[Work instruction]: Every entry should be reproduced precisely, with each picture left out.

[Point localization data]
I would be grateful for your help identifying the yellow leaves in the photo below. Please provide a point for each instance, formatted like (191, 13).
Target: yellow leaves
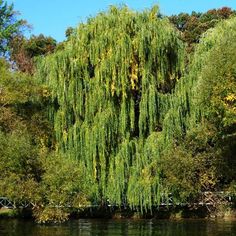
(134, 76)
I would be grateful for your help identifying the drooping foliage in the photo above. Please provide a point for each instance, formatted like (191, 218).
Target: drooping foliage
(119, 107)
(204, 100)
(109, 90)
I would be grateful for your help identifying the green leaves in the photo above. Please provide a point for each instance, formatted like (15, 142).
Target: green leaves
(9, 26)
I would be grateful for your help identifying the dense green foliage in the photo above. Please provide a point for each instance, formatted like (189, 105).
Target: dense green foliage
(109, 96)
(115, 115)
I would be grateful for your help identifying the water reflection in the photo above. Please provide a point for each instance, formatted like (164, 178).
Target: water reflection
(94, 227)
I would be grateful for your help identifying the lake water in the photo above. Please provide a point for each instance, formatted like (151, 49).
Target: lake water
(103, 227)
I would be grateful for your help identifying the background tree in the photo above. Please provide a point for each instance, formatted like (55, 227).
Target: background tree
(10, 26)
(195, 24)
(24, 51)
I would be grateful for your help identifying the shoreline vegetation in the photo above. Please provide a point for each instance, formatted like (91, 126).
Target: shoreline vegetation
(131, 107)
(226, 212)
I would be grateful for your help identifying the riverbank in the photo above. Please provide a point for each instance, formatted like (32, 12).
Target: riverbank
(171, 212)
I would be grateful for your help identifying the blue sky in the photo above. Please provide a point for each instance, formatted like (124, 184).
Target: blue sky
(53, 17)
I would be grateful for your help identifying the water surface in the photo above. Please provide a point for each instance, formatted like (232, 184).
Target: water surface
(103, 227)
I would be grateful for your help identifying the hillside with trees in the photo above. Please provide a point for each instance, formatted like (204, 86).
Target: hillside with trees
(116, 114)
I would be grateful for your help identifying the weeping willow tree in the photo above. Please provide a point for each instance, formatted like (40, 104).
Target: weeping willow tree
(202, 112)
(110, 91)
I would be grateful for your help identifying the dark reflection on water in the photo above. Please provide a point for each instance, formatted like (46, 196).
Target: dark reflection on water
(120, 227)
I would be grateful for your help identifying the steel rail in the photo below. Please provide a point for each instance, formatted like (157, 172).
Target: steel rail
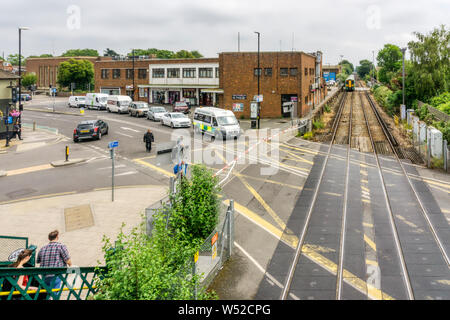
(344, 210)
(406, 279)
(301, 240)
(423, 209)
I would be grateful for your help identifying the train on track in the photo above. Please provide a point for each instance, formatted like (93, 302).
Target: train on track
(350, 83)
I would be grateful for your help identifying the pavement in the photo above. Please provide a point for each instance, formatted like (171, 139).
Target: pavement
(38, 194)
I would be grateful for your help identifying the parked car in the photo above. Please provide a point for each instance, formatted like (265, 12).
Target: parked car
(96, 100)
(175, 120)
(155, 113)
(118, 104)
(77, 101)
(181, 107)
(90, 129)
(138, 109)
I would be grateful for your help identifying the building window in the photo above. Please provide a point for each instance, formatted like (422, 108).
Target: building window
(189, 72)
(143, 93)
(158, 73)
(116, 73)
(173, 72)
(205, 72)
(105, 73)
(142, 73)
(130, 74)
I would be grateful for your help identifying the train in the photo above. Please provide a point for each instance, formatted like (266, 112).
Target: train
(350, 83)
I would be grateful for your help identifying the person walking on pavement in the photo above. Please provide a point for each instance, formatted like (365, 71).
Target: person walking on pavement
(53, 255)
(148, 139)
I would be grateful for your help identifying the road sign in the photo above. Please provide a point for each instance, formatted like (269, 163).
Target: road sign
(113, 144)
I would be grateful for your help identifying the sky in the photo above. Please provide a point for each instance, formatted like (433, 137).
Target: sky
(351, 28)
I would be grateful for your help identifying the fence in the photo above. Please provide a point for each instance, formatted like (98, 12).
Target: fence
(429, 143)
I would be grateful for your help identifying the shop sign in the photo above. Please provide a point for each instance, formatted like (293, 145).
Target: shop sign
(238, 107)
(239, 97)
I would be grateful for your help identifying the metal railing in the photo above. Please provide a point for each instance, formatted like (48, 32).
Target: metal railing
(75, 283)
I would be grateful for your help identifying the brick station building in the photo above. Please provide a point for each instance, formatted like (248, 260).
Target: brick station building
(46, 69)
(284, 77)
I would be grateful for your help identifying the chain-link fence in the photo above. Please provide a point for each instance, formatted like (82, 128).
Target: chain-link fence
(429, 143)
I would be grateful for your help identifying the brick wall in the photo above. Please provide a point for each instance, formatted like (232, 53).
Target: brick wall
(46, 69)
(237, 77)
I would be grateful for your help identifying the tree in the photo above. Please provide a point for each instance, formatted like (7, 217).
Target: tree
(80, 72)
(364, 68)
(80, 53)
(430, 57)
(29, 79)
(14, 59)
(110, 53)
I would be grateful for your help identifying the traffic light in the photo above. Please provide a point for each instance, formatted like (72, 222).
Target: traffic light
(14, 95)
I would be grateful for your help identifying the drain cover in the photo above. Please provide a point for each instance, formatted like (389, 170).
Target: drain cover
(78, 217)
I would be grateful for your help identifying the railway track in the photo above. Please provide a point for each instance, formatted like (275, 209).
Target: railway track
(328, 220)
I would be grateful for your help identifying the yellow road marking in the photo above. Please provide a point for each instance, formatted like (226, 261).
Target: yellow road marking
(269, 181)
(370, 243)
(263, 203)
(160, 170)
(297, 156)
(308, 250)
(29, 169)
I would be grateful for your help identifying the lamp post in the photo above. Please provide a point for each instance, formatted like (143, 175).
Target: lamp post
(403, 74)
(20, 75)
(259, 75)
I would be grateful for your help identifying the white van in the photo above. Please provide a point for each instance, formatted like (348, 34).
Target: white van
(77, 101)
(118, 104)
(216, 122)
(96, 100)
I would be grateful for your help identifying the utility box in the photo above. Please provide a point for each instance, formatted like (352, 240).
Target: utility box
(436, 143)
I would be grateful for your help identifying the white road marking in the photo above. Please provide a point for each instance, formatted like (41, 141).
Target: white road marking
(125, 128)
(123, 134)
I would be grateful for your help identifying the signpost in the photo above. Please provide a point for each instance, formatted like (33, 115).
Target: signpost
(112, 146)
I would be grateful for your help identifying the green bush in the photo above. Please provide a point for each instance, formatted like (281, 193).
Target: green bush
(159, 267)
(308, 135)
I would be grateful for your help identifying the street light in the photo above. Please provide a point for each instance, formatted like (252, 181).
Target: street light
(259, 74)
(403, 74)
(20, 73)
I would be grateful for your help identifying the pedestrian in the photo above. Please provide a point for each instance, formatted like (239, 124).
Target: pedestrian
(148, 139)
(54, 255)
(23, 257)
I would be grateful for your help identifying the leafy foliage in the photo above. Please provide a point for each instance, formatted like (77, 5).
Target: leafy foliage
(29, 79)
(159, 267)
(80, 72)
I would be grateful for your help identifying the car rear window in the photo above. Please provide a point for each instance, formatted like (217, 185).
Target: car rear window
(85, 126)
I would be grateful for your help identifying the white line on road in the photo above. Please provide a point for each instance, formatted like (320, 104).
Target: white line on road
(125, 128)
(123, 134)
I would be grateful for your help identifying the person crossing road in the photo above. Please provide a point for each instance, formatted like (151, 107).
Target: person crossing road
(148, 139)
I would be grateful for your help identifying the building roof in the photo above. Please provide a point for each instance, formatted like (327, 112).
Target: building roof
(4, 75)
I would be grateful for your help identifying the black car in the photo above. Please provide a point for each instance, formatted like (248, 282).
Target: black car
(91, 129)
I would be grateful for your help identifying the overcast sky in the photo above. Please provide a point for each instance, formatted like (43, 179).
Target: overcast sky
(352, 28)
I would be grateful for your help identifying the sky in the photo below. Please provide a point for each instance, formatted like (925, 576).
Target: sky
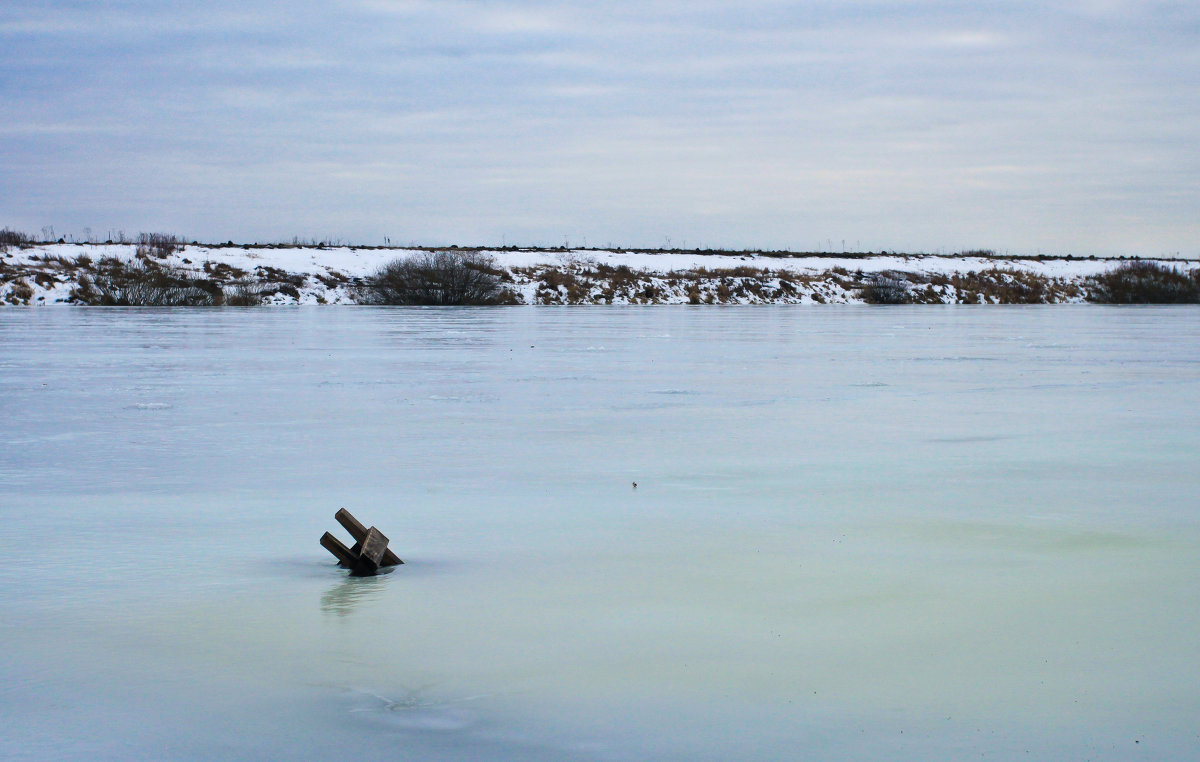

[Written reply]:
I would be grateful for your help identifying the yellow leaves in the photo below. Please provide a point for each instance, formatted like (191, 13).
Target: yellow leaves
(134, 76)
I would be grateful for your help identifying the drooping foliage in the photo above. Please provide a point for each instance, formatted like (191, 218).
Target: drooping foliage
(119, 107)
(204, 100)
(109, 90)
I would be grateful for your help identifying the green leaves in the photo above. Please provide a point for each instance, formatted like (15, 142).
Target: green leaves
(9, 26)
I would be grateful for your help identifying the dense green foliage in the photo above. Please provide a point for each instance, formatted like (189, 105).
Target: dense green foliage
(109, 96)
(115, 115)
I would be grateful for your help identifying the water reflection in the photo above. Please provide a point for each instance, formatted like (164, 178).
Target: water reflection
(94, 227)
I would be grateful for your help identifying the lake water in the photo above. Please provide a point for each instance, formatted like (151, 49).
Target: lake water
(103, 227)
I would be grateful for your help identifying the background tree in the photo above. Please provide a point for each instance, formatted like (55, 227).
Target: background tree
(10, 26)
(195, 24)
(24, 51)
I would be grateful for your help identifying the shoreline vegetation in the photo above. Please provide a point for each instance, formatted like (91, 126).
Target: shoreline vegetation
(131, 107)
(226, 212)
I would be grateful for your help identifying the riverbank in the photo above. Please provide a point for each instance, formatted like (32, 12).
Target: riverbank
(171, 212)
I would be grateful for your help identifying the blue sky in the photo above. Please provide a point for each instance, formatted like (124, 184).
Target: blue sky
(53, 17)
I would be grateful for your help identifying the water surface in the photo above. Please provide a point for each instance, formatted like (232, 184).
Target: water surface
(103, 227)
I would be grateful for your help identifying the hillside with trees in the photo above. Please provide a point for each instance, formatted like (204, 86).
Target: hillside with trees
(116, 114)
I would be grateful for your help identifying the weeping willow tree in the photo above. Please provide a point for each instance, formatted like (40, 104).
Target: weeping willow tree
(202, 112)
(110, 91)
I would be grateful for your help identifying the dark reflection on water in the photo above. Please provide a point for each instance, formatted like (46, 196).
Target: dark reflection on water
(120, 227)
I would be grateful for your help identifying the steel rail in the photo below. Please provide a point for each instance, formatted like (157, 172).
Target: steel rail
(344, 210)
(406, 279)
(301, 240)
(423, 209)
I would be grateful for your help identifying the train on track in the photo above. Please provide a point for each instance, formatted like (93, 302).
Target: train on track
(350, 83)
I would be grateful for your help identifying the pavement in the photo above. Please provide a point for each instance, formatted like (171, 139).
Target: pavement
(38, 194)
I would be grateful for your help identifying the parked car in the photo above. Please provide a point for each instance, formatted like (265, 12).
Target: parked car
(96, 100)
(175, 120)
(155, 113)
(118, 104)
(77, 101)
(181, 107)
(90, 129)
(138, 109)
I would be grateful for your help identifying the building window in the photo above. Please provide a point for each instance, formatted like (422, 108).
Target: building window
(189, 72)
(143, 93)
(158, 73)
(116, 73)
(173, 72)
(205, 72)
(105, 73)
(142, 73)
(130, 74)
I would be grateful for your help identifying the train in the photo above. Please provide a point for each instance, formatted like (266, 112).
Target: train
(350, 83)
I would be grateful for your help identifying the person walking on pavement in the photo above. Please provide a point for each instance, formatted like (365, 71).
Target: person walking on pavement
(53, 255)
(148, 139)
I would be grateful for your help identifying the road sign in the photo above. Please provide a point for each instance, formatted like (269, 163).
Target: road sign
(113, 144)
I would be grateful for your help identifying the sky in the photo above. Please provide a point for each instance, formatted like (433, 137).
Target: sky
(351, 28)
I would be grateful for your help identifying the fence in the photo above. Please provide a point for each instance, formatted like (98, 12).
Target: fence
(429, 143)
I would be grateful for your help identifying the shop sign in the photo above. Please provide a point for each instance, formatted like (293, 145).
Target: shop sign
(238, 107)
(239, 97)
I would be grateful for your help identifying the metal railing in the photo above. Please provide a point for each instance, formatted like (48, 32).
Target: metal railing
(75, 283)
I would be grateful for your help identifying the brick station building in the photo above. Please provide a point for each instance, formatted like (248, 260).
Target: brick station building
(46, 69)
(284, 77)
I would be grateful for your help identifying the chain-link fence in the photo above. Please provide a point for each instance, formatted like (82, 128).
Target: chain-link fence
(429, 143)
I would be grateful for your help identifying the brick wall in the photo above. Please provide a point for each instance, formatted like (232, 53).
Target: brick wall
(46, 69)
(237, 77)
I would be grateful for your help identifying the tree in the photo above. Please provide a point for each instance, formatted like (7, 217).
Target: tree
(80, 72)
(364, 68)
(80, 53)
(430, 57)
(29, 79)
(14, 59)
(110, 53)
I would be grateful for your help identifying the traffic light in the photo above. Please provide a point for each instance, formatted like (72, 222).
Target: traffic light
(14, 95)
I would be grateful for your help identifying the drain cover in the photo above. Please provide a point for each instance, formatted like (389, 170).
Target: drain cover
(78, 217)
I would be grateful for your help identifying the railway track in the photo above. Please provide a point for each instance, formatted like (275, 209).
Target: railway track
(328, 220)
I would be grateful for your help identifying the yellow road marking in the photo above. Please provide a point for each instance, formatted like (226, 261).
Target: yellow road marking
(269, 181)
(370, 243)
(263, 203)
(160, 170)
(297, 156)
(308, 250)
(29, 169)
I would be grateful for your help identifying the lamp post in the photo above. Please provide a point for each instance, formatted like (143, 175).
Target: lamp post
(403, 74)
(20, 75)
(259, 75)
I would be grateful for your help identifying the white van in the photo above. Please provide a point for each instance, formatted like (348, 34).
Target: white van
(77, 101)
(118, 104)
(216, 122)
(96, 100)
I would be grateful for your help identifying the utility box in the photo above. Please provide a point for each instance, formatted like (352, 240).
Target: utility box
(436, 143)
I would be grateful for your help identifying the white road marking in the photo above. Please provide a point for each instance, formatted like (41, 141).
Target: white road marking
(125, 128)
(123, 134)
I would be grateful for your help identifying the signpost in the photo above. Please provide a point for each instance, formatted like (33, 115).
Target: signpost
(112, 146)
I would be grateful for your help identifying the green bush in the photo above. Please provide a point for each instance, formatted like (281, 193).
Target: green bush
(159, 267)
(308, 135)
I would be grateful for your help identifying the street light in the photo above. Please provide a point for each instance, formatted like (252, 181).
Target: street light
(259, 74)
(403, 74)
(20, 73)
I would be grateful for your help identifying the pedestrian in the photo above. Please provide a point for each instance, formatted like (239, 124).
Target: pedestrian
(148, 139)
(54, 255)
(23, 257)
I would be grateful for your help identifying the leafy foliage in the photo above. Please provide a point for each instance, formatted like (77, 5).
Target: leafy foliage
(29, 79)
(159, 267)
(80, 72)
I would be grateful for your help identifying the car rear window in the photo above. Please provide a point for each instance, formatted like (217, 185).
Target: car rear window
(85, 126)
I would be grateful for your help identifying the white line on road in the photo above. Please provide a point for each instance, formatted like (320, 104).
Target: white line on road
(125, 128)
(123, 134)
I would be grateful for your help identifying the person crossing road in the photo above. Please provide a point for each instance, formatted like (151, 107).
Target: person crossing road
(148, 139)
I would be grateful for your help identifying the building roof in the photo above. Please provide a point for each instance, formatted like (327, 112).
Target: building roof
(4, 75)
I would be grateful for your help identifying the black car in the photo above. Please provide a point for each instance, formatted like (248, 282).
Target: black car
(91, 129)
I would be grateful for your help identifying the overcast sky in the photo above. Please provide a point for each instance, formatted like (43, 179).
Target: overcast sky
(352, 28)
I would be grateful for your help identifying the sky in the photo below. Please provide a point for each instance, formatted like (925, 576).
Target: sky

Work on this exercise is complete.